── Source passage

Analysis · 3 June 2026
Asking more didn't change the answer
Most of my questions run once per assistant. I ran one category three times to check whether that was a mistake. It wasn't, and that is the reason the index stays cheap enough to run every month.
AI answers are not deterministic. Ask the same assistant the same thing twice and the list can come back different. The obvious response is to ask many times and average. The question is how many. Every extra repeat multiplies the cost of a run, and a thing that is expensive to run monthly quietly stops being run monthly.
My answer is that the averaging should come from the number of questions, not the number of repeats. Each category is thirty-odd frozen prompts. That spread already smooths out the luck of a single draw, the same way a survey gets its stability from many respondents, not from asking one person five times. So the index asks each question once.

────
── Data provided

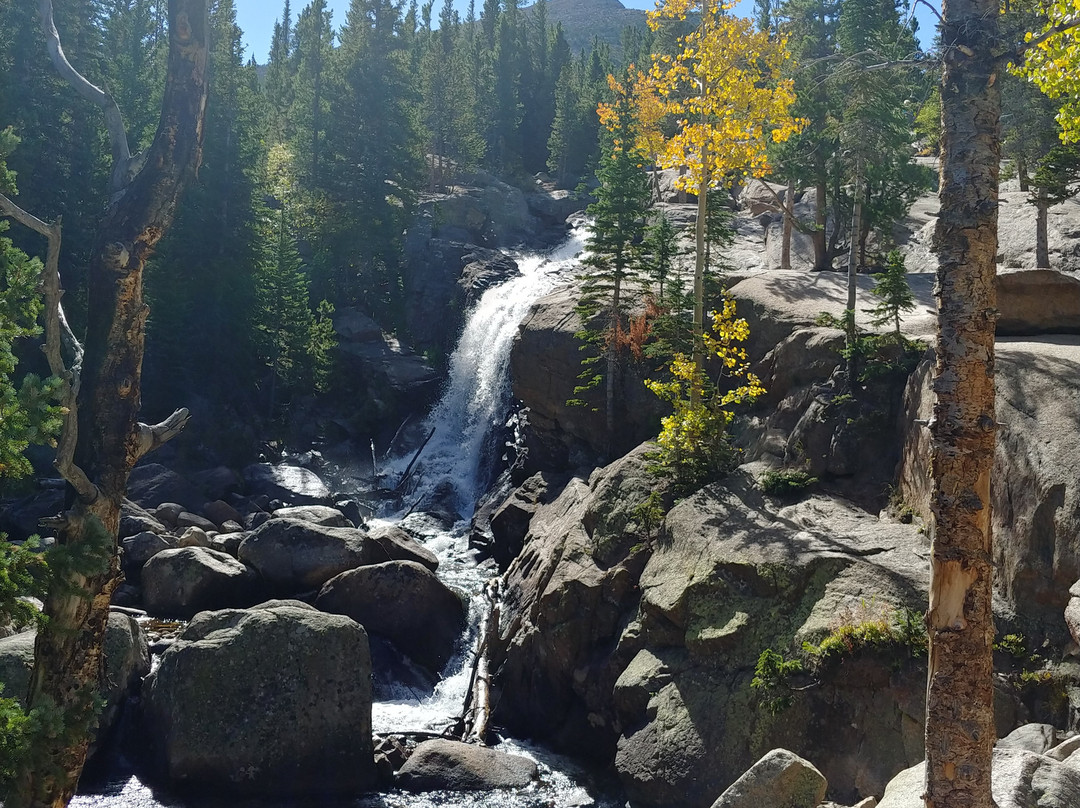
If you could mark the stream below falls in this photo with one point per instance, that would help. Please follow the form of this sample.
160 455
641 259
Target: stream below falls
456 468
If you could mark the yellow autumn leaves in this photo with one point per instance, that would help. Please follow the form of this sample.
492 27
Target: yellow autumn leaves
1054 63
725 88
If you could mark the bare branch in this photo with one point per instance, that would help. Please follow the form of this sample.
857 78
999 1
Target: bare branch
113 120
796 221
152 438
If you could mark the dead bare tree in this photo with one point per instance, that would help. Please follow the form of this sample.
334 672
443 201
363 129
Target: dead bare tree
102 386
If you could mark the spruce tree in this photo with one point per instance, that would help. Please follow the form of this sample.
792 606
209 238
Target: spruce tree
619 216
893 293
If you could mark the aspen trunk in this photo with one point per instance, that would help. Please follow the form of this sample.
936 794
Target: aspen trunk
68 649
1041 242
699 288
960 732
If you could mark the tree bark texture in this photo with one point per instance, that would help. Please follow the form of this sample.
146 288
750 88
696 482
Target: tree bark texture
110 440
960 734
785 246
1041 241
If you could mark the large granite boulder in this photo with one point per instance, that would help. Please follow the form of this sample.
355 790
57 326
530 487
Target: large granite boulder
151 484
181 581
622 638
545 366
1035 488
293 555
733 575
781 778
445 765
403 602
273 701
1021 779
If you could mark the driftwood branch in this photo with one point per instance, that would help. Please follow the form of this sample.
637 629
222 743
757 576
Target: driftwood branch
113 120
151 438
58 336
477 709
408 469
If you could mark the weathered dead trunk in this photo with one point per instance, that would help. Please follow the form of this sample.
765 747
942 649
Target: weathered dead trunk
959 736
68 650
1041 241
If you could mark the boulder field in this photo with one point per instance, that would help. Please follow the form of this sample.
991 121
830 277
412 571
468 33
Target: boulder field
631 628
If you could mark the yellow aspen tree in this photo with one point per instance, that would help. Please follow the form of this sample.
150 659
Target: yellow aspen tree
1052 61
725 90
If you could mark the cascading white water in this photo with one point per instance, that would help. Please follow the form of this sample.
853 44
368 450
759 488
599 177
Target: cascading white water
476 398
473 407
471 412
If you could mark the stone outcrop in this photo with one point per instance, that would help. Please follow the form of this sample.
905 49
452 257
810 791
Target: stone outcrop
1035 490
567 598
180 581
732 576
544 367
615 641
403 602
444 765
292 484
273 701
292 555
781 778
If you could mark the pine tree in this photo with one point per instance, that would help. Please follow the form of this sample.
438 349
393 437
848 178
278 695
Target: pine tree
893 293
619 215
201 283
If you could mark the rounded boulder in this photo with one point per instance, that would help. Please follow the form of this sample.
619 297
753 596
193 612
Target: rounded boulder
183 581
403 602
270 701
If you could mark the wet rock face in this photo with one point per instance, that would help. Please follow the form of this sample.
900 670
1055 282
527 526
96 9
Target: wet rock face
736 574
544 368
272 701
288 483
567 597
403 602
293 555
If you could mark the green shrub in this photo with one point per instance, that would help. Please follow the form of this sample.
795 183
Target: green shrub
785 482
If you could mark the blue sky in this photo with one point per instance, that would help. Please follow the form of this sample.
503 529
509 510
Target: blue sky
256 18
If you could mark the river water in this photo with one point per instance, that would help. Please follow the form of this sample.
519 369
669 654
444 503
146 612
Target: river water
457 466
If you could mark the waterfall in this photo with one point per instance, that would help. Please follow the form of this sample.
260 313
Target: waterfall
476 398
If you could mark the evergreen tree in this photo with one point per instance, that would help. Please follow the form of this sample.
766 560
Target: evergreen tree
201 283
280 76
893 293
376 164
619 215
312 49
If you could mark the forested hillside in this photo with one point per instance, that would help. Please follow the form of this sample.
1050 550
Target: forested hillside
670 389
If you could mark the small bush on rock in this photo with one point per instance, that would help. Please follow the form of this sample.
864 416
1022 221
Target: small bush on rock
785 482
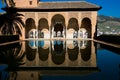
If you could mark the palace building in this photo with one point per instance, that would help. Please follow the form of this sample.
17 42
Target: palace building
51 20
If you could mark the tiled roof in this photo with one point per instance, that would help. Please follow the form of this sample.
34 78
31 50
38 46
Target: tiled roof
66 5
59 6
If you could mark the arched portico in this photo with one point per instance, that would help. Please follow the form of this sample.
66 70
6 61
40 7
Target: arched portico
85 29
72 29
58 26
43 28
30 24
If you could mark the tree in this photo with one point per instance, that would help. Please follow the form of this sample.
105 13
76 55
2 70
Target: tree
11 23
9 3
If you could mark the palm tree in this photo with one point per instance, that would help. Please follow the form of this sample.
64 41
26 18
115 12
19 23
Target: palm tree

────

▶ _About this task_: Decide whether each of the following statements agrees with the analysis above. For each, answer yes or no and quote the deciding words from the analysis. (a) One category was run three times. (b) Each category is made up of about fifty frozen prompts. (c) The index asks each question once.

▶ _Result of this exercise_:
(a) Yes: "I ran one category three times to check whether that was a mistake."
(b) No: "Each category is thirty-odd frozen prompts."
(c) Yes: "So the index asks each question once."